::: Data for the task :::

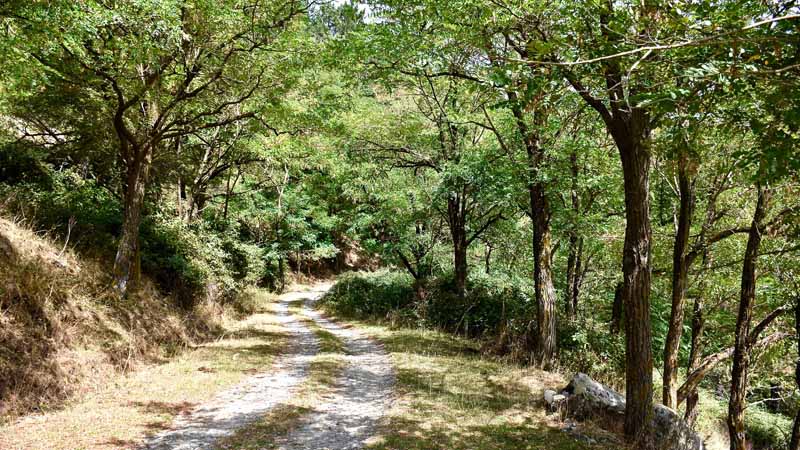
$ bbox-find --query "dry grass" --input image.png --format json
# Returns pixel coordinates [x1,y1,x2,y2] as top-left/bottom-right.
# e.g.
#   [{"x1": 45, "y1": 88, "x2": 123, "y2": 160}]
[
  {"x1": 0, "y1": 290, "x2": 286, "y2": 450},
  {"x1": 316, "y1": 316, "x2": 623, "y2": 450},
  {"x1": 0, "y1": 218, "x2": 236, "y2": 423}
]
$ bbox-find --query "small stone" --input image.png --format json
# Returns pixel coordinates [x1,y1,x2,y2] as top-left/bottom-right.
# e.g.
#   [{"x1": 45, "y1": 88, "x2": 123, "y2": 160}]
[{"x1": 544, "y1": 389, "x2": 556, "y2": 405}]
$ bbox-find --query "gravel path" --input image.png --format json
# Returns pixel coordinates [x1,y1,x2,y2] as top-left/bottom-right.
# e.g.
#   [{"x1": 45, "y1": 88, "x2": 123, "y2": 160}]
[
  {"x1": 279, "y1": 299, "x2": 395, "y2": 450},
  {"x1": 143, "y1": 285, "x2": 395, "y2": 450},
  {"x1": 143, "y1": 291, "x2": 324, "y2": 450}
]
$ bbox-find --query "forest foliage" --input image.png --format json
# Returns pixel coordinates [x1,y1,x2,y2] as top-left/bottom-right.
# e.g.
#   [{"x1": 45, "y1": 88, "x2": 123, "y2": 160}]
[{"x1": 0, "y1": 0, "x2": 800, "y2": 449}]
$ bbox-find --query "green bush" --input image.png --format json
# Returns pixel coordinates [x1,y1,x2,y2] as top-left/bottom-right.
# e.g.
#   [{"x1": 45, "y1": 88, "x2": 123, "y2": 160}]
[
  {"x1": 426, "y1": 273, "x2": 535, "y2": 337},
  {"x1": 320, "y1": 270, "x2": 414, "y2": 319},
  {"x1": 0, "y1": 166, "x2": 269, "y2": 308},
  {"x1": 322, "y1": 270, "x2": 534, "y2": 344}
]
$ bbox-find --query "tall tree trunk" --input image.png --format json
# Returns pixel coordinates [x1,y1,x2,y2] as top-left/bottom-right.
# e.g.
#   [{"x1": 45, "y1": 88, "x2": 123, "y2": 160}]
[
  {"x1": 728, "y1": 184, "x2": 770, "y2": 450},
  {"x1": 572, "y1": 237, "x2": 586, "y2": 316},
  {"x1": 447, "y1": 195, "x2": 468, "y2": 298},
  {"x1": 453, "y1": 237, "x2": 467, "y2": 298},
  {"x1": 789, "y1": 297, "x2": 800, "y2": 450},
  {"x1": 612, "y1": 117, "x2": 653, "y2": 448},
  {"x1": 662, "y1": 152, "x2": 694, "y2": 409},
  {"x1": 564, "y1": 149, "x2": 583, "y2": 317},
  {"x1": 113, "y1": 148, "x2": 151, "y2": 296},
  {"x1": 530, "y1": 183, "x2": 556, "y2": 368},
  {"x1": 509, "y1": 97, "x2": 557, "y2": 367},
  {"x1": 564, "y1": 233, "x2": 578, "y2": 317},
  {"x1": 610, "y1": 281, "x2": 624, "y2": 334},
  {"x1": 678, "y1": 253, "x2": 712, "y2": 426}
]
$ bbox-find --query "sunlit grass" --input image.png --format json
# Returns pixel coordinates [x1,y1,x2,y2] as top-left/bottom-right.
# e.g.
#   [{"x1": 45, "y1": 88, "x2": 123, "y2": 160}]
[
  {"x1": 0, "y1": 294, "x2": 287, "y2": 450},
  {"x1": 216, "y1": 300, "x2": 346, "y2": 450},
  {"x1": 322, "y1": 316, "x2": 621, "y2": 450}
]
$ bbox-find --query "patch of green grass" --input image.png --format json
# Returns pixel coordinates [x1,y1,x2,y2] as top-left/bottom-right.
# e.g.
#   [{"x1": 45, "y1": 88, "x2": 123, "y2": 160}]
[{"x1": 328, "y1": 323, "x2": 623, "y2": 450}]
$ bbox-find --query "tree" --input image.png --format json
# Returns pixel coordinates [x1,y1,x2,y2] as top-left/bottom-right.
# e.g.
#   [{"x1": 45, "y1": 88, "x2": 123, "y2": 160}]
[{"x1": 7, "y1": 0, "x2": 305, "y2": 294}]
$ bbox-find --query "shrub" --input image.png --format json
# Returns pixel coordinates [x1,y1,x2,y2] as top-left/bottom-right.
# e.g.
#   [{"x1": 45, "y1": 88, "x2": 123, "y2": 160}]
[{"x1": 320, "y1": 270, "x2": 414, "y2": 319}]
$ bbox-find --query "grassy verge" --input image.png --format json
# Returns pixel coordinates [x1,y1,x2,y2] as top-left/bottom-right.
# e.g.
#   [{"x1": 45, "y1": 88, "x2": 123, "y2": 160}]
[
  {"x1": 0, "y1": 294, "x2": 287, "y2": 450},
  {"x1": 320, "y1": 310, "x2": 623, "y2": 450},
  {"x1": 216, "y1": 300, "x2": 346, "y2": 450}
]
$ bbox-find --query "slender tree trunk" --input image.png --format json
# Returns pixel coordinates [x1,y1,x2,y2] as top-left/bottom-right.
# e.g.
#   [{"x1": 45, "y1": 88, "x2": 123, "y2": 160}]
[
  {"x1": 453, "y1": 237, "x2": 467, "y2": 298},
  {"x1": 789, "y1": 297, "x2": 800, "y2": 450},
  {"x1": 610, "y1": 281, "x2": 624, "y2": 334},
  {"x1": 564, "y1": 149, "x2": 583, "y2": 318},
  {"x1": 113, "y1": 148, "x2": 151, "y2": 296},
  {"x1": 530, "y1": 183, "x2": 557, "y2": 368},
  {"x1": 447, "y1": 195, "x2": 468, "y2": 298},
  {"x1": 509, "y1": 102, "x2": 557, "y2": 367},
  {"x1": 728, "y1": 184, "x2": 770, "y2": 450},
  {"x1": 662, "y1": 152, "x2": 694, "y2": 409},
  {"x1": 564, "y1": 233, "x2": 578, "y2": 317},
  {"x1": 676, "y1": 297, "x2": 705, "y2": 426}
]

:::

## [What the exercise asks]
Locate every line in the records above that contains the word "trunk" and copy each one. Case counts.

## [Task output]
$ bbox-find --query "tall tree trunk" --input image.png --format json
$ bbox-find --query "slender tree trunk" --input image.png --format json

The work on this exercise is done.